> SELECTED EXCERPT:
■ ■ ■ ■
Wigderson’s main research area is computational complexity theory, which concerns itself with the power and limitations of algorithms. He has co-authored papers with more than 100 people, producing novel connections between mathematics and computer science. His investigations have advanced understanding of questions including: Can creativity be automated? (the P vs. NP question). Can randomness speed up computation? (the BPP vs. P question). Which distributed tasks can be computed privately and securely in adversarial environments? (the foundations of cryptography). What are the power and limitations of communication and interaction?
Such questions, while theoretical in nature, have significant real-world implications. Wigderson’s contributions to the foundations of cryptography have led to the development of protocols as complex as playing a game of poker online, without any physical means. His work on interactive proof systems, in particular the paradoxical notion of zero-knowledge proofs (viewed too impractical to ever be implemented) has recently found its way to blockchain technology and digital currencies. Digital innovations in industry, medicine, online communications, electronic commerce, and the economy, are all underpinned by algorithmic and complexity theoretic research. These ideas have also transformed scientific practice across the board, and this is only the beginning. Scholars like Wigderson and Lovász will continue to pursue these foundational questions and their potential impact.
Prior to joining the IAS Faculty, Wigderson held academic appointments at the University of California, Berkeley (1983–1984); IBM Research, San Jose (1984–1985); Mathematical Sciences Research Institute (1985–1986); Princeton University (1990–1992); and the Hebrew University of Jerusalem (1986–2003).
Wigderson is the recipient of numerous awards, including the Rolf Nevanlinna Prize (1994); Levi L. Conant Prize (2008); Gödel Prize (2009); and Donald E. Knuth Prize (2019). He is currently a member of the American Academy of Arts and Sciences (since 2011) and the National Academy of Sciences (since 2013).
■ ■ ■ ■
> WHAT THIS EXERCISE ASKS:
a - In the passage about Wigderson, which prize did he receive in 1994?
b - Pick up the passage about Wigderson's research and career after its last sentence and keep writing.

> SUPPLIED INFORMATION:
■ ■ ■ ■
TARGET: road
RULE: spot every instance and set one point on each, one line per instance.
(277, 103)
■ ■ ■ ■
> RESPONSES TO THE TASKS:
a - The Rolf Nevanlinna Prize.

b -
Wigderson has organized and led the Computer Science and Discrete Mathematics program since its establishment in 1999, supervising more than 100 post-doctoral and Ph.D. students. The program continues to bring together the field’s preeminent researchers from academia and industry with a focus on intensive theoretical research and intellectual exchange.
About the Institute
The Institute for Advanced Study is one of the world’s foremost centers for theoretical research and intellectual inquiry. Located in Princeton, NJ, IAS is dedicated to independent study across the sciences and humanities. Founded in 1930, the Institute is devoted to advancing the frontiers of knowledge without concern for immediate application. From founding IAS Professor Albert Einstein to the foremost thinkers of today, IAS enables bold, curiosity-driven innovation to enrich society in unexpected ways.
Each year, the Institute welcomes more than 200 of the world’s most promising post-doctoral researchers and scholars who are selected and mentored by a permanent Faculty, each of whom are preeminent leaders in their fields. Among present and past Faculty and Members there have been 35 Nobel Laureates, 42 of the 60 Fields Medalists, and 21 of the 24 Abel Prize Laureates, as well as many MacArthur Fellows and Wolf Prize winners.